* **Passage fourni**:
L'allégorie de la caverne
2. Le commentaire de Socrate
République, VII, 517a8-519c7
(Traduction (1) Bernard SUZANNE, © 2001)

[517a] Ainsi donc, cette image (2), repris-je, ami Glaucon,[517b] il faut l'appliquer en totalité a ce qui a été dit auparavant, assimilant d'une part la place rendue manifeste par la vue à l'habitation de la prison (3), d'autre part la lumière du feu en elle (4) à la puissance du soleil ; la montée en haut d'autre part, et la contemplation des choses d'en haut, en la regardant comme la route ascendante (5) de l'âme (6) vers le domaine intelligible (7), tu ne te tromperas certes pas sur mon espérance (8), puisque tu désires entendre parler d'elle.

(Traduction en cours)

* **Données à utiliser**:
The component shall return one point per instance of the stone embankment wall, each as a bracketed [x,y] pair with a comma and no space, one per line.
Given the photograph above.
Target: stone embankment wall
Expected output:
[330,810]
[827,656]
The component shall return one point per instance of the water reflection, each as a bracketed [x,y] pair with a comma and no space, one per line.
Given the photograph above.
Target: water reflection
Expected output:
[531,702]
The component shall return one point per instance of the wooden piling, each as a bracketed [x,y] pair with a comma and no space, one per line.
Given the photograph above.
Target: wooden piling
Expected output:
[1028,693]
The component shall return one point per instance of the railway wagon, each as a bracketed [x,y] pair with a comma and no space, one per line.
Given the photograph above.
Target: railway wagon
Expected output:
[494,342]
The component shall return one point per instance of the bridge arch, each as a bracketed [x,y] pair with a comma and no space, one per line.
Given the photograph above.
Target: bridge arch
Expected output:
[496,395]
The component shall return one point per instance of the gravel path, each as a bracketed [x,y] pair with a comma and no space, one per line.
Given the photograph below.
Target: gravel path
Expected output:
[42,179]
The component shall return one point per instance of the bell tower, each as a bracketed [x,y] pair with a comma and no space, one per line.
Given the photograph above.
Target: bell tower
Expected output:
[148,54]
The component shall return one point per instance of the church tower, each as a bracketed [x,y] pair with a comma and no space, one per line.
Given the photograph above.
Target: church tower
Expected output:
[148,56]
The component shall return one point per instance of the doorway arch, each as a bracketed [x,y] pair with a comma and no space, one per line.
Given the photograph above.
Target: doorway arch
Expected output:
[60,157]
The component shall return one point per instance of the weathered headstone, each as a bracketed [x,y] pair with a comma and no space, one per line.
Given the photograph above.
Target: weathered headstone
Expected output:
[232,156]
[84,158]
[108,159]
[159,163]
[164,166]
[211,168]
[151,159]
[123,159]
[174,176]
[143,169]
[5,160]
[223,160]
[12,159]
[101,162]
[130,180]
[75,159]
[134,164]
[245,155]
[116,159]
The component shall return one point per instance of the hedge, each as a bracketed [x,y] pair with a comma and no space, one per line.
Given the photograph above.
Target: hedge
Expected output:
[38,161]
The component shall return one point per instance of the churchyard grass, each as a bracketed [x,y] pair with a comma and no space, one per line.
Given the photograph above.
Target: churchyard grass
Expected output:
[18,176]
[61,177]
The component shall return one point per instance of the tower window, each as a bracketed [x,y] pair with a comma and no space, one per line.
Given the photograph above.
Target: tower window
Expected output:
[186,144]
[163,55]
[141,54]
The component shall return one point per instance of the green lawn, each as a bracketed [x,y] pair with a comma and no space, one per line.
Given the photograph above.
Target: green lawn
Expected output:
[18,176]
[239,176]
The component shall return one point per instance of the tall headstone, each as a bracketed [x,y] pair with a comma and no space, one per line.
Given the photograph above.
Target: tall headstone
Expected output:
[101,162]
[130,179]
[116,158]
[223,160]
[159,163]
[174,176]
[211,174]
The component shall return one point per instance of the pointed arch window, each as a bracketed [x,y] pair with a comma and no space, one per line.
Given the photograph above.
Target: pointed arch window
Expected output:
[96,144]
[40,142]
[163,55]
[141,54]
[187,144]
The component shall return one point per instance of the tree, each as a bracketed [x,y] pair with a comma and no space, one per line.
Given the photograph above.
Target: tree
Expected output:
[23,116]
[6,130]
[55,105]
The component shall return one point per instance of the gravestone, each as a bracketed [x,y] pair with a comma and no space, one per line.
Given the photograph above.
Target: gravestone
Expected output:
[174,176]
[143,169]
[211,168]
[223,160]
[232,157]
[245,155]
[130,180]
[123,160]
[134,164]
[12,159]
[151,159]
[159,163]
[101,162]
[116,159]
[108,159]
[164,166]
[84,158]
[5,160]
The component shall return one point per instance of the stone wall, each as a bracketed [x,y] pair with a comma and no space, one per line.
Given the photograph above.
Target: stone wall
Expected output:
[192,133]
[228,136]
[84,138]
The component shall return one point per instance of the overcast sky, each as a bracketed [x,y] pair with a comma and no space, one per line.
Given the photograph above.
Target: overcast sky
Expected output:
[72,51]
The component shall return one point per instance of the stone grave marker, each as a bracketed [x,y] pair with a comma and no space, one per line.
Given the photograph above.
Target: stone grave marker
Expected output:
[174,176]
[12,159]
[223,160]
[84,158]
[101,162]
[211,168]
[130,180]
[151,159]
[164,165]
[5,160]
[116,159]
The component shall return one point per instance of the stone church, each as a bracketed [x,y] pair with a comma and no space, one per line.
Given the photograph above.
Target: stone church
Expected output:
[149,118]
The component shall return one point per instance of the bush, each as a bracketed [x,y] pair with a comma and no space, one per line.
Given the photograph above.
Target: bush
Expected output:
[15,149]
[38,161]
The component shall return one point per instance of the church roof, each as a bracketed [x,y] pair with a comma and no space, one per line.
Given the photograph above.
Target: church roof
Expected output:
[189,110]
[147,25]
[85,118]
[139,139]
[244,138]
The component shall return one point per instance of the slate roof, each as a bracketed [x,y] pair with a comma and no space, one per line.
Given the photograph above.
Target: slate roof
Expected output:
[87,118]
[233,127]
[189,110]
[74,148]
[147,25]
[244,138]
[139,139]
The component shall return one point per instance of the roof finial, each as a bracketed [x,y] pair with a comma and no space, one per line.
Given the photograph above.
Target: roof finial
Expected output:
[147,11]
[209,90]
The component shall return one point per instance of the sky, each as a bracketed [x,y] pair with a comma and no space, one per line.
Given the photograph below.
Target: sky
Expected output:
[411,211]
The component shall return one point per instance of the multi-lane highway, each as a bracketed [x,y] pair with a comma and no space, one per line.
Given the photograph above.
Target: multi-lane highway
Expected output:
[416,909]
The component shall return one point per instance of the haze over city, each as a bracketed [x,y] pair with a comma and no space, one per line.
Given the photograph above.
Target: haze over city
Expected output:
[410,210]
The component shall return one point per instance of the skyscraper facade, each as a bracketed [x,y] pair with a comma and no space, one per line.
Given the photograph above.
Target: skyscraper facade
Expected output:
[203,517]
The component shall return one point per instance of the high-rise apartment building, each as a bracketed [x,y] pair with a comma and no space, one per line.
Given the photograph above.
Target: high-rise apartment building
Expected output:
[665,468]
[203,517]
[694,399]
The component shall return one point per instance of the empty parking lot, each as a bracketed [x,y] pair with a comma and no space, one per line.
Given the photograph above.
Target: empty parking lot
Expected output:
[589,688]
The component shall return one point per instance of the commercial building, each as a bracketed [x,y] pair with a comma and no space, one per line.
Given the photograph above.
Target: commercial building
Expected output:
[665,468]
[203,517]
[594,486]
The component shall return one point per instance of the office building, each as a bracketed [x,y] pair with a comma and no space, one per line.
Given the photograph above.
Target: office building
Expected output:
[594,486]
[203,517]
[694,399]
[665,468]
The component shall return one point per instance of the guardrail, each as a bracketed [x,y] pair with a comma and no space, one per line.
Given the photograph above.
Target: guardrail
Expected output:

* **Problèmes à résoudre**:
1. Dans le texte sur l'allégorie de la caverne, à qui Socrate s'adresse-t-il ?
2. Mettez à jour, s'il vous plaît, les lignes des entrées allant de celle qui contient « of the skyscraper » jusqu'à la fin des entrées, bornes comprises, en remplaçant « component » par « module » sans rien modifier d'autre. Redonnez seulement ces lignes.
Le texte et les entrées n'ont aucun rapport entre eux.

* **Résultats attendus**:
1. À son ami Glaucon.

2.
The module shall return one point per instance of the skyscraper facade, each as a bracketed [x,y] pair with a comma and no space, one per line.
Given the photograph above.
Target: skyscraper facade
Expected output:
[203,517]
The module shall return one point per instance of the high-rise apartment building, each as a bracketed [x,y] pair with a comma and no space, one per line.
Given the photograph above.
Target: high-rise apartment building
Expected output:
[665,468]
[203,517]
[694,399]
The module shall return one point per instance of the empty parking lot, each as a bracketed [x,y] pair with a comma and no space, one per line.
Given the photograph above.
Target: empty parking lot
Expected output:
[589,688]
The module shall return one point per instance of the commercial building, each as a bracketed [x,y] pair with a comma and no space, one per line.
Given the photograph above.
Target: commercial building
Expected output:
[665,468]
[203,517]
[594,486]
The module shall return one point per instance of the office building, each as a bracketed [x,y] pair with a comma and no space, one per line.
Given the photograph above.
Target: office building
Expected output:
[594,486]
[203,517]
[694,399]
[665,468]
The module shall return one point per instance of the guardrail, each as a bracketed [x,y] pair with a comma and no space, one per line.
Given the photograph above.
Target: guardrail
Expected output:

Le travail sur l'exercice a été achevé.